▸ MATERIALS PROVIDED
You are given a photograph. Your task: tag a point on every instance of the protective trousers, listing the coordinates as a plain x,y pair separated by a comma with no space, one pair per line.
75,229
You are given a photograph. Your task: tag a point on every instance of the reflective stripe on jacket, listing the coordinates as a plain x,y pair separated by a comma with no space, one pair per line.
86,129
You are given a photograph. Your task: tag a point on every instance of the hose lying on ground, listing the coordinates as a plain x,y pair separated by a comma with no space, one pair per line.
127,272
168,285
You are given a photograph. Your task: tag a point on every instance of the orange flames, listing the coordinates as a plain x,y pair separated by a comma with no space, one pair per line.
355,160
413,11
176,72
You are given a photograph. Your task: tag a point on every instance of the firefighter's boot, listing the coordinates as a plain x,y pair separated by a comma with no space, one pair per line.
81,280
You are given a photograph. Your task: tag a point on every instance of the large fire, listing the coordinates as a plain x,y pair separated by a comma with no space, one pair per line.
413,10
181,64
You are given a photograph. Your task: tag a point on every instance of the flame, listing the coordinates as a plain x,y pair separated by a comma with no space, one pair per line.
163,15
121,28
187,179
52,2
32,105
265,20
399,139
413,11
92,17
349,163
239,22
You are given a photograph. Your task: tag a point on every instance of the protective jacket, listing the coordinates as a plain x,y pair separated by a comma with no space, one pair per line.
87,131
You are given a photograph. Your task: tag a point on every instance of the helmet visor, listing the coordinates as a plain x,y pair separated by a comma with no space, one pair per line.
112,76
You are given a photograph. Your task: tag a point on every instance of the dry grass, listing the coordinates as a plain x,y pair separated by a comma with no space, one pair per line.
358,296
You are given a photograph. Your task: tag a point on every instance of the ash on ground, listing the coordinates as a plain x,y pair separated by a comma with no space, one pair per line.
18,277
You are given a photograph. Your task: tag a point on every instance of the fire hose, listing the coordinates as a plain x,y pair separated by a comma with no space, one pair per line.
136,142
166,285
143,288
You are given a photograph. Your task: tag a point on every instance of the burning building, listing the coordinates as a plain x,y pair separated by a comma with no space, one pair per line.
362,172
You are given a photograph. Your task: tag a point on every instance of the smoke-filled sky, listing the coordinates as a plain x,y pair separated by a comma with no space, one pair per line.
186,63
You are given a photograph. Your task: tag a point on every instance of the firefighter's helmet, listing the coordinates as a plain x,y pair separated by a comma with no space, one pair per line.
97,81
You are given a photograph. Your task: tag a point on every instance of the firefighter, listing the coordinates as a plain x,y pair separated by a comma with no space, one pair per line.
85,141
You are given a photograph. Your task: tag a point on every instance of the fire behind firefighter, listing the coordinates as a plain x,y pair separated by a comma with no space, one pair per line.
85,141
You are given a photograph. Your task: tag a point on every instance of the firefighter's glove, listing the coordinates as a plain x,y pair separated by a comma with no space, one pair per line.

▸ WHAT NEEDS TO BE DONE
The entire listing above, every line of it, should be copied out exactly.

▸ RESULT FOR THIS EXERCISE
You are given a photograph. Your task: tag a point on every instance of the protective trousers, listing the coordinates as a plain x,y pair separated by a comma with no space, one pair per line.
75,229
You are given a photograph. Your task: tag a point on every instance of the reflective stripe on jacket, listing the coordinates as a plain x,y pair separated by a comma with no space, one pair per line.
86,129
You are given a photograph. Your task: tag a point on every instance of the hose lying on ground, listing the coordinates as a plain x,y pair separated by a comma with no space, one pair per line.
127,272
168,285
You are given a photograph. Your task: tag a point on every instance of the orange flames, listing the coordinates as a plain x,y pair separated by a comma with no space, one pair per line.
355,160
413,11
176,72
You are given a photograph. Your task: tag a point on every instance of the firefighter's boot, listing the coordinates as a plain x,y pair separated by a comma with no space, one pair per line.
81,280
You are given a photograph. Your task: tag a point on every instance of the large fire, listing the coordinates as a plain x,y pair separated by a comma with no space, one pair per line.
413,10
181,64
You are given a photograph. Your task: tag a point on every instance of the flame, listing the coordinates as a plain x,y pair separated by a comma with no space, one pair per line.
163,15
121,28
187,179
52,2
32,105
265,20
399,139
413,11
92,17
349,163
239,22
You are given a photograph. Your task: tag a point on every instance of the protective jacket, listing the coordinates as a plain x,y pair separated by a comma with no space, one pair per line.
87,131
You are given a photograph. Your task: tag a point on every instance of the helmet visor, listing the coordinates as a plain x,y pair separated by a comma with no space, one pair per line.
112,76
You are given a photograph. Your task: tag a point on every instance of the dry grass, listing the coordinates as a plain x,y pair separated by a comma with no space, one pair per line.
358,296
You are given a photograph. Your task: tag a point on every instance of the ash on ground, listing the coordinates as a plain x,y pair separated by a comma with no space, one pair per line.
18,277
You are given a photograph. Your task: tag a point on every instance of the fire hose, listing the coordinates as a plain x,y pair separated by a comma with no space, one pair per line.
136,142
166,285
143,288
You are given a photograph. Your task: tag a point on every instance of the burning building, listing the coordinates as a plain x,y pair separated by a comma with no space, one pair per line.
362,172
You are given a photograph. Your task: tag a point on every instance of the smoke-filled sky, listing the coordinates as a plain x,y pair separated by a comma with no space, one pair per line.
186,63
You are given a photograph. Your task: tag a point on every instance of the firefighter's helmet, listing the coordinates as a plain x,y pair separated by a comma with no space, one pair per line.
97,81
You are given a photograph. Your task: tag a point on every instance of the firefighter, listing the coordinates as a plain x,y pair separated by a comma with no space, one pair per line.
85,141
You are given a photograph. Your task: tag a point on every instance of the fire behind firefighter, listing the coordinates as a plain x,y pair separated by a comma with no space, one pair per line.
85,141
You are given a photograph. Your task: tag a point on every instance of the firefighter's glove, listing the coordinates as a plain x,y pair separated by a comma with no space, one pair per line.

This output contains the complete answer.